• TASK STATEMENT
Look through the data below. Collect every line where the word "shipping" occurs.

• RECORDS TO PROCESS
********************

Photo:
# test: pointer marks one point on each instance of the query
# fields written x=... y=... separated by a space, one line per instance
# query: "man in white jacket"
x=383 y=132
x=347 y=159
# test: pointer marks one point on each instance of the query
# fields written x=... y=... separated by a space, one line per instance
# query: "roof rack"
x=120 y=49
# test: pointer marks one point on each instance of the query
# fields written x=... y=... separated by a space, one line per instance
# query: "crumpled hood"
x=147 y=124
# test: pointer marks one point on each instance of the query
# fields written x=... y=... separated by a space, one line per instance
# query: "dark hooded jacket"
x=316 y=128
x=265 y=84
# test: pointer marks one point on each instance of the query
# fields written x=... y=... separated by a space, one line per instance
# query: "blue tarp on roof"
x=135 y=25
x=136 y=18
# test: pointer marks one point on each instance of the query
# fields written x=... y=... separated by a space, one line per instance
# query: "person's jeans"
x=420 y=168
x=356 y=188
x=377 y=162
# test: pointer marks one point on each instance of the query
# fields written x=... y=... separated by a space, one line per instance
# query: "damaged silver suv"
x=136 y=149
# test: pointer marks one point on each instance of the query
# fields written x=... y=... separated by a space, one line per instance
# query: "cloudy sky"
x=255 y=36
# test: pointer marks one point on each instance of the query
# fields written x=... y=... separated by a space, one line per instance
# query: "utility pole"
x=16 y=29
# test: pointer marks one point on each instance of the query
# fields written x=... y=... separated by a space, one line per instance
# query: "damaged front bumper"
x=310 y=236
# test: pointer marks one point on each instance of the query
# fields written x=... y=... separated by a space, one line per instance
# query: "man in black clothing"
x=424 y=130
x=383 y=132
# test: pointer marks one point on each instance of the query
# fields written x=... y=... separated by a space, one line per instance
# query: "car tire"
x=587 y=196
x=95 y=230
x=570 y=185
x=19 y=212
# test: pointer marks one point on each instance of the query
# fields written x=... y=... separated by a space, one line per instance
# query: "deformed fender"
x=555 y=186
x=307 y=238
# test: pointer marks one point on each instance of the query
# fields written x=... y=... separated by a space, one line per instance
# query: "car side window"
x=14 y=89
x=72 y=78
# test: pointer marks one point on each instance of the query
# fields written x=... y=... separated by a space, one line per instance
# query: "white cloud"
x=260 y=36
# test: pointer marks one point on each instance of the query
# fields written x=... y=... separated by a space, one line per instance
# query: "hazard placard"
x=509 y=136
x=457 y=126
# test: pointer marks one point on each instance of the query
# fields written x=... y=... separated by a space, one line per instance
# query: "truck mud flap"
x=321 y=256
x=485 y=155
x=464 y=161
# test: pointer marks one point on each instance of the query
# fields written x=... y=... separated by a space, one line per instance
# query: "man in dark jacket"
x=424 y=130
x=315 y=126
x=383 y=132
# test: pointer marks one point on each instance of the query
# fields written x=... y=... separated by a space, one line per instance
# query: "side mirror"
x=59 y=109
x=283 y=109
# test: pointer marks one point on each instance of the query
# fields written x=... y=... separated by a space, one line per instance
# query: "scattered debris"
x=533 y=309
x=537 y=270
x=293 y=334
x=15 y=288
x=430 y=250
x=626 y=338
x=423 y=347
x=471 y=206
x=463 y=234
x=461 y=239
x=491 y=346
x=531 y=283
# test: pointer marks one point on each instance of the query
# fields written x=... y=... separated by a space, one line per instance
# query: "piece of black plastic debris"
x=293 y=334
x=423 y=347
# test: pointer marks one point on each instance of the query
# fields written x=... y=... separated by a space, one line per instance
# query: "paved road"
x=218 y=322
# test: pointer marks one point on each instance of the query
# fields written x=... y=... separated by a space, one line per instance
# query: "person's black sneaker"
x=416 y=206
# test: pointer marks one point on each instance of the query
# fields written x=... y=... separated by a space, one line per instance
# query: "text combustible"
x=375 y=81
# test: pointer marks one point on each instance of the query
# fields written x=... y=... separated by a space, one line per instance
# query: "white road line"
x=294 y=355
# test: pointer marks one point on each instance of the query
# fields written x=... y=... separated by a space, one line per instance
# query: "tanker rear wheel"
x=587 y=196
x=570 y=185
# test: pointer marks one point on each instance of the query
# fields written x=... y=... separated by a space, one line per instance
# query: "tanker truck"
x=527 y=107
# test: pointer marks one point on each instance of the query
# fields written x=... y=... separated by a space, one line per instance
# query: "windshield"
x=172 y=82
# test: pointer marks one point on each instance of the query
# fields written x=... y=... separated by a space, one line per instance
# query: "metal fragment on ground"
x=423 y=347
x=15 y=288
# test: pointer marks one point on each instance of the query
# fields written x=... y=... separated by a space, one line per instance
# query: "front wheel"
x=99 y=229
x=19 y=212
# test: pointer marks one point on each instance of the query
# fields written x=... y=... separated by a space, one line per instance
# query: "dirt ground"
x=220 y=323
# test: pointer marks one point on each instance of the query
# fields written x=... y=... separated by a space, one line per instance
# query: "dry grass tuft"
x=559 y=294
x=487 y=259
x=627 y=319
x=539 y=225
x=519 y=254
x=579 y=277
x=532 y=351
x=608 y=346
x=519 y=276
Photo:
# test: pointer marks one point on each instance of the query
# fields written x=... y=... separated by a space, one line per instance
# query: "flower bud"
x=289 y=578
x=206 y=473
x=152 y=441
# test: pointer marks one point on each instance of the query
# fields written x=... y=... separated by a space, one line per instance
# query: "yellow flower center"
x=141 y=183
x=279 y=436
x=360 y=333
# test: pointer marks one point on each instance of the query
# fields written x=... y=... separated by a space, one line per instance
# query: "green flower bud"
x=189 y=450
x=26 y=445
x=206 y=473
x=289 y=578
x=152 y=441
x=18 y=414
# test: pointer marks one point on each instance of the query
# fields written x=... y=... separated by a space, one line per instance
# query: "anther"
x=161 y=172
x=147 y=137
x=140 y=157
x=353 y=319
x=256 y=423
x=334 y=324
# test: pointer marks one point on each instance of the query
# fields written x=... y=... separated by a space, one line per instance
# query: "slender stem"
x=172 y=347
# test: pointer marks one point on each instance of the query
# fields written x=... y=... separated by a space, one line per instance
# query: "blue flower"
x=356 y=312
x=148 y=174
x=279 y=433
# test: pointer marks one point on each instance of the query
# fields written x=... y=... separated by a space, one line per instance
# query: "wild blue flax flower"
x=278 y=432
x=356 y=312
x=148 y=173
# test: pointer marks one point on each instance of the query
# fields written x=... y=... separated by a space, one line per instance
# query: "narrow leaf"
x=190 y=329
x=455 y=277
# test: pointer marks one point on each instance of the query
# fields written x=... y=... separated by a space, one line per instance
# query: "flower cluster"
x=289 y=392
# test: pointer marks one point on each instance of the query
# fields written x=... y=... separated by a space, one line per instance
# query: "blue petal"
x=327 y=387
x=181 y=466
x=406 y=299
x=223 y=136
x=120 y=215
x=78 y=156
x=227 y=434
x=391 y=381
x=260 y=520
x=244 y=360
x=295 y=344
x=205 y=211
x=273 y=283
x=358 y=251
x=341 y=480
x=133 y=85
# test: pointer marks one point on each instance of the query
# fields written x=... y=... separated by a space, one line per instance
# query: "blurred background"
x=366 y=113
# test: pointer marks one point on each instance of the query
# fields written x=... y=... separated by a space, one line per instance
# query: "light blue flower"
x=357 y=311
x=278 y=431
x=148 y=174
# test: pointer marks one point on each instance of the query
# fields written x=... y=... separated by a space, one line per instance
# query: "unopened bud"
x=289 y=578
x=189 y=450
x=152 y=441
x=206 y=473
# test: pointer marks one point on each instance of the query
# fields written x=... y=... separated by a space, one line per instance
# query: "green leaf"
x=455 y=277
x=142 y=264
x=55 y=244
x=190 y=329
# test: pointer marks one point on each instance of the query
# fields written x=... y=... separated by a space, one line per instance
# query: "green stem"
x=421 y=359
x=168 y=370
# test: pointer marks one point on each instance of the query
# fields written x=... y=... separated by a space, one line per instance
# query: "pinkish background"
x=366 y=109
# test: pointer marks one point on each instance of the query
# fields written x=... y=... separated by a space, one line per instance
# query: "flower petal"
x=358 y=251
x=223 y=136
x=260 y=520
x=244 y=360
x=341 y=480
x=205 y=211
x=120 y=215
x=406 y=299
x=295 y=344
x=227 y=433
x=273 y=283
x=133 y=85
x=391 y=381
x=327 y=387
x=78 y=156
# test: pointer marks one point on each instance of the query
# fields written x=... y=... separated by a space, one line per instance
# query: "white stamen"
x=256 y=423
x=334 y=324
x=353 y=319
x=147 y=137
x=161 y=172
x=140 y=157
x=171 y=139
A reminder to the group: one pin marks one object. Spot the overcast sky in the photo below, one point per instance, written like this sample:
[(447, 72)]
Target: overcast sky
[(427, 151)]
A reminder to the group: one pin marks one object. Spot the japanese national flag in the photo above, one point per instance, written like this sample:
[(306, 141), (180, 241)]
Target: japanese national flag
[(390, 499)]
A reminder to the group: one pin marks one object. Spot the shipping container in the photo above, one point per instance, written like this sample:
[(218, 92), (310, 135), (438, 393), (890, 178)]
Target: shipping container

********************

• ANSWER FOR THE TASK
A reminder to the group: one pin marks one object. Spot the shipping container in the photo above, one point per instance, written like this sample:
Target: shipping container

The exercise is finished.